▸ **Direction**
Render every line of the records below as a JSON list of strings, one string per line, skipping blank lines and leaving the pictures out.
** START OF Entries shown **
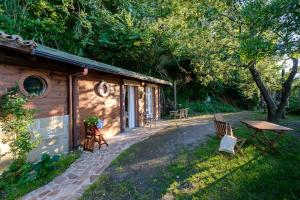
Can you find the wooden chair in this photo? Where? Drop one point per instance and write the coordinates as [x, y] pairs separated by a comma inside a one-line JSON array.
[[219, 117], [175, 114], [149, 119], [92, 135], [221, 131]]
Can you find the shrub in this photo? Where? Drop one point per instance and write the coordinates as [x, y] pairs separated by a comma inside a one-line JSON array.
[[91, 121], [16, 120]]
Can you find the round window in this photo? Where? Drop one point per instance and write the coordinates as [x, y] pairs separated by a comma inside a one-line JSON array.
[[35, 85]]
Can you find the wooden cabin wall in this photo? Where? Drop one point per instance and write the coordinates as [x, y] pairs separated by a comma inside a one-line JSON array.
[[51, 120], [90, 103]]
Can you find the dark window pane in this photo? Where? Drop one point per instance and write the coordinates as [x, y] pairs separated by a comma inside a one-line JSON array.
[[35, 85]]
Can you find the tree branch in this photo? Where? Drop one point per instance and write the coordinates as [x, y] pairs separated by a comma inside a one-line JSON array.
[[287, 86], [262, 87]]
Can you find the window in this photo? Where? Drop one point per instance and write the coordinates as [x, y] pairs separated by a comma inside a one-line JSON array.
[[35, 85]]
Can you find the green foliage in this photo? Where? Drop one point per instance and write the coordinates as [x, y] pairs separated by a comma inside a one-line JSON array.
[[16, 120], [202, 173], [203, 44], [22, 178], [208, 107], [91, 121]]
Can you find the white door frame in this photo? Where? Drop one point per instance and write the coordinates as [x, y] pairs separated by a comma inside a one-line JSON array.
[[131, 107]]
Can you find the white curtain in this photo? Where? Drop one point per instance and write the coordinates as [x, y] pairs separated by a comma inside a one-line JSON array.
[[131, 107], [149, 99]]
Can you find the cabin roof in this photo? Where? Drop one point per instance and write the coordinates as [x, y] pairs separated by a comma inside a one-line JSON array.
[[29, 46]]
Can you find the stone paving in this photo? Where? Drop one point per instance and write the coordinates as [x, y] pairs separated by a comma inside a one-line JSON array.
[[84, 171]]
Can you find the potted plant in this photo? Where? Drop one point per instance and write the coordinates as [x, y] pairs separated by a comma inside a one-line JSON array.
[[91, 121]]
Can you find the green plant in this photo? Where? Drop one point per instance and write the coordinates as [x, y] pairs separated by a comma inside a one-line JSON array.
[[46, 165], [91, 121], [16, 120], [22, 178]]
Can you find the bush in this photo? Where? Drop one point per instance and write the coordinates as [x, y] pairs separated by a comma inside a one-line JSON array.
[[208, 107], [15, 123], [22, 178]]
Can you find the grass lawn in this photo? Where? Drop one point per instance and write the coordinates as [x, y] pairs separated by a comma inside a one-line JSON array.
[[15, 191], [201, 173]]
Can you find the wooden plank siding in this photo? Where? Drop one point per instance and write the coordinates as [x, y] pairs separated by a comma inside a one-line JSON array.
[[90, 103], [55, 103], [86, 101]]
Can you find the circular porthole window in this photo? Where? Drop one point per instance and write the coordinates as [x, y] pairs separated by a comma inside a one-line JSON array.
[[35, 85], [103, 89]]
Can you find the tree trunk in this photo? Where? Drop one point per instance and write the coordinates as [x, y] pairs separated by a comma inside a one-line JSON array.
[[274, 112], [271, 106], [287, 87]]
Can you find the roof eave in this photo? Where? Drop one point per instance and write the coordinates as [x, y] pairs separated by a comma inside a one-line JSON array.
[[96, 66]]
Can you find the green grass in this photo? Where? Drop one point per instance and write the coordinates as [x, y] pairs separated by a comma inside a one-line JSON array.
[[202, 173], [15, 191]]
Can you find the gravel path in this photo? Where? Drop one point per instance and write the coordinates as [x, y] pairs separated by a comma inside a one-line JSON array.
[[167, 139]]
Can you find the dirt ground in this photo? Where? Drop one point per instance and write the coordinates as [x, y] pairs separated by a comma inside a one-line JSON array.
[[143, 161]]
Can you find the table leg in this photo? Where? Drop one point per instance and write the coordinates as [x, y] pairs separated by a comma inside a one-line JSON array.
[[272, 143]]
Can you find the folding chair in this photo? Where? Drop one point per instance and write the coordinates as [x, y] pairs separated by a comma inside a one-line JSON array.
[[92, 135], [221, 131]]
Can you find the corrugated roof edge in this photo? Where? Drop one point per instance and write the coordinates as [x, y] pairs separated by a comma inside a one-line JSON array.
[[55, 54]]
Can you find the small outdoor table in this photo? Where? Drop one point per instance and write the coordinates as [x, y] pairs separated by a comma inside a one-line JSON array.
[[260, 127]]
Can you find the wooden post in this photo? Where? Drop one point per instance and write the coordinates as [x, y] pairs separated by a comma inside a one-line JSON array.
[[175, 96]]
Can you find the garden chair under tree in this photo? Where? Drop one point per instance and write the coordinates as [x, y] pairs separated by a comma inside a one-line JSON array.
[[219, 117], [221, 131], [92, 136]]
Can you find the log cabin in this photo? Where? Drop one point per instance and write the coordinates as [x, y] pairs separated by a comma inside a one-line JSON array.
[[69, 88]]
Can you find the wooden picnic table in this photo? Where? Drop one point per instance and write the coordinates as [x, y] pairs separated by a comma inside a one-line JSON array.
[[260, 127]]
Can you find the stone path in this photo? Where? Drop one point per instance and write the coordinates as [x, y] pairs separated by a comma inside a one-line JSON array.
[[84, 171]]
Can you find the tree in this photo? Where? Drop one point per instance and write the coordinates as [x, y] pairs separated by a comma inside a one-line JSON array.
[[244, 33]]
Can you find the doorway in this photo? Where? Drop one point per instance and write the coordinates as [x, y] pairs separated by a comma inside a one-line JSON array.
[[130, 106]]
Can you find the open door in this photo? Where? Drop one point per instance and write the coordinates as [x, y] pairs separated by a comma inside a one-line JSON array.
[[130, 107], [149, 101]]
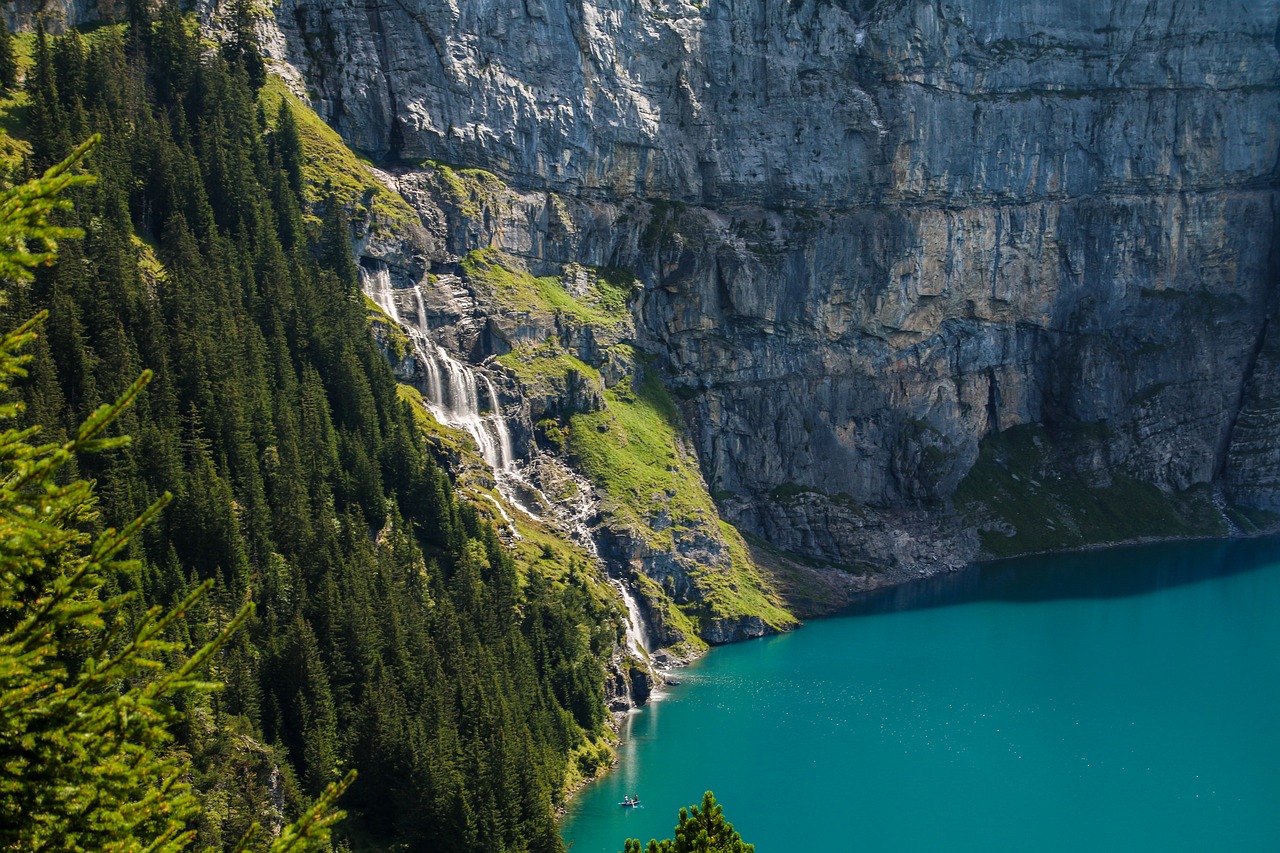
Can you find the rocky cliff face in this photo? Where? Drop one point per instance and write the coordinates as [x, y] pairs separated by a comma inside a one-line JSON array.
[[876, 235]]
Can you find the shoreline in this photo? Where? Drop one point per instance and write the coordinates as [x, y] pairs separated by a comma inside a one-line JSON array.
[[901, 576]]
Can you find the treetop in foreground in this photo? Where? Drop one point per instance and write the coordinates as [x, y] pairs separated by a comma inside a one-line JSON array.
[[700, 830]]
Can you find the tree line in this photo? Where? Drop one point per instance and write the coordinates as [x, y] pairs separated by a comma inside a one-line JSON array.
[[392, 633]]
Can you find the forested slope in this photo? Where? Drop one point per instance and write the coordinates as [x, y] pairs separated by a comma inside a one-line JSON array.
** END OF Entries shown **
▸ **Answer in full**
[
  "Can you find the wooden chair in this photo? Where? Drop one point per instance and write the coordinates as [x, y] pairs separated by a comma inside a one-line JSON array.",
  "[[219, 117], [175, 114], [149, 119], [92, 135], [221, 131]]",
  "Can you find the shrub in this photo? Where? Drop one point per instance and write the coordinates as [x, y] pairs separated by a comma inside a one-line JSON array.",
  "[[91, 121], [16, 120]]",
  "Can you find the round window in this photo? Where? Drop one point per instance and write the coordinates as [x, y] pairs separated by a comma inside a one-line JSON array.",
  "[[35, 85]]",
  "Can you find the wooden cabin wall in this photo? Where? Drop one point per instance and write the coordinates as [x, y] pairs separated by a comma inside a one-line JSON array.",
  "[[51, 120], [90, 103]]",
  "Can you find the dark window pane in this photo? Where? Drop one point per instance and write the coordinates as [x, y] pairs separated by a comma inside a one-line JSON array.",
  "[[35, 85]]",
  "Can you find the tree branch in this photo? Where? Drop one point per instance and write the coordinates as [x, y] pairs separated by a comma inside a one-line JSON array.",
  "[[287, 86], [262, 87]]",
  "Can you find the window in this photo? Where? Drop one point per instance and write the coordinates as [x, y] pairs separated by a comma inside a one-line JSON array.",
  "[[35, 85]]",
  "Can you find the green foliage in this photo? Where? Drop one point per instance and write the coordinates as [x, y] pairs separated by a comma inside a one-line JSON array.",
  "[[16, 120], [202, 173], [203, 44], [22, 178], [208, 107], [91, 121]]",
  "Can you find the white door frame in this photo? Where? Drop one point per instance and write the coordinates as [x, y] pairs separated by a comma inside a one-line JSON array.",
  "[[131, 107]]",
  "Can you find the white curtain in this photo? Where? Drop one point per instance and write the coordinates as [x, y] pairs separated by a comma inside a one-line JSON array.",
  "[[131, 107], [149, 99]]",
  "Can you find the cabin roof in this photo? Where? Drop one point per instance and write the coordinates as [x, y] pairs separated by a comma inside a one-line JSON array.",
  "[[29, 46]]",
  "Can you find the stone paving in this photo? Where? Drop one point per instance and write the coordinates as [x, y] pairs separated by a comma inside a one-line JSON array.",
  "[[84, 171]]",
  "Can you find the potted plant in this photo? Where? Drop one point per instance and write the coordinates as [x, y] pairs separated by a comma inside a one-line JSON array.",
  "[[91, 121]]",
  "Can you find the green plant in this photo? Where? Drop one point per instance and write the coordinates as [x, y] pairs separated by a comma inside a one-line JSON array.",
  "[[46, 165], [91, 121], [16, 120], [22, 178]]",
  "Can you find the bush in this photo? Where? Drop one point per instance and write the coordinates as [x, y] pairs separated by a comma inside a one-line JSON array.",
  "[[208, 107], [15, 123], [22, 178]]",
  "Can you find the grass lawn in this photo? Where? Drop one point per instance and write the coordinates as [x, y] pairs separated by a comma inside a one-line JSON array.",
  "[[15, 191], [201, 173]]",
  "Can you find the wooden plank siding in this photo? Where? Drop one point per instance and write the coordinates as [x, y] pairs separated by a comma inside a one-line JSON array.",
  "[[90, 103], [55, 103], [86, 101]]",
  "Can you find the circular porthole window in this photo? Where? Drop one point per instance and write the coordinates as [x, y] pairs separated by a comma inside a one-line JSON array.",
  "[[35, 85], [103, 89]]",
  "Can you find the tree trunk in this photo? Where? Drop one point per instance and write the coordinates as [x, y] pairs separated by a comma inside a one-line JSON array.",
  "[[274, 112], [271, 106], [287, 87]]",
  "Can you find the roof eave in this photo? Where? Drop one point per instance and write the coordinates as [x, y] pairs separated by a comma inside a one-line JSON array.",
  "[[96, 66]]",
  "Can you find the green grass in this photo? Where? Drop one point per instance and write the coordinates as [x, y] pairs separated by a comma inside a one-line JSON array.",
  "[[202, 173], [15, 191]]",
  "Can you find the gravel path in this photo? Where? Drop one point per instance and write the coordinates as [x, y] pairs separated by a comma inside a one-line JSON array.",
  "[[167, 139]]",
  "Can you find the dirt ground in this photo? Where? Drop one point per instance and write the coordinates as [x, y] pairs separated by a comma inside a one-line JSON array.",
  "[[143, 161]]",
  "Can you find the table leg in this photo? Where? Drop one point per instance and write the coordinates as [x, y] pairs separated by a comma inside a one-line JSON array.",
  "[[272, 143]]",
  "Can you find the folding chair in this photo? Where? Drop one point per instance and write the coordinates as [x, y] pairs separated by a comma inside a one-line JSON array.",
  "[[92, 135], [221, 131]]",
  "Can you find the corrugated roof edge in this photo? Where? Drop one point per instance and write the coordinates as [x, y] pairs separated by a comma inside a one-line JSON array.",
  "[[55, 54]]",
  "Can you find the small outdoor table in this photo? Where? Drop one point per instance and write the coordinates as [x, y] pairs separated by a comma inside a one-line JSON array.",
  "[[260, 127]]",
  "Can you find the wooden post in this photo? Where? Drop one point per instance and write the coordinates as [x, y] pairs separated by a comma inside a one-line JSON array.",
  "[[175, 96]]",
  "Can you find the garden chair under tree in this photo? Where? Drop one point per instance and write the coordinates as [x, y] pairs separated by a comma inside a one-line JSON array.",
  "[[219, 117], [221, 131], [92, 136]]",
  "Can you find the log cabin in this photo? Where? Drop one point per instance and write the coordinates as [x, y] pairs separated by a comma inside a one-line JSON array.",
  "[[69, 88]]",
  "Can you find the wooden picnic table in this photo? Where? Drop one point per instance and write the coordinates as [x, y] pairs separated by a comma inside a one-line JSON array.",
  "[[260, 127]]",
  "Can you find the stone path in this photo? Where? Drop one point per instance and write the coordinates as [x, y] pairs separated by a comma inside a one-line JSON array.",
  "[[84, 171]]",
  "Can you find the tree in this photo? Where? Drop one point per instance and write the coordinates as [x, y] pairs separated by a comma inside a one-line JSON array.",
  "[[244, 33]]",
  "Can you find the doorway in this photo? Where? Drop one point per instance and write the coordinates as [x, y] pairs separated by a comma inside a one-line JSON array.",
  "[[130, 106]]",
  "Can you find the open door in this photo? Where? Drop one point per instance and write the coordinates as [x, y] pairs separated by a comma inside a one-line JSON array.",
  "[[130, 107], [149, 101]]",
  "Can you find the rocky cliff face in this photo? Where? Drop one point per instance and write the coordinates as [x, y] pairs separated by a comma inside a one-line JSON array.",
  "[[876, 235]]",
  "Can you find the shoreline in this photo? Where? Drop one point per instance and write the coordinates as [x, y] pairs separated by a comma inside a one-line JSON array.",
  "[[901, 576]]",
  "Can you find the treetop in foreground in this photo? Where? Drop one point per instance and write the coordinates as [x, y] pairs separated by a comma inside a one-line JSON array.",
  "[[700, 830]]",
  "Can you find the tree line in this photo? Where? Drop one point per instance and write the coordinates as [x, y] pairs separated by a comma inside a one-line JSON array.",
  "[[392, 633]]",
  "Can you find the forested slope in this photo? Where? Drop one point per instance and write the coordinates as [x, y] pairs separated by a comma inside a one-line JSON array."
]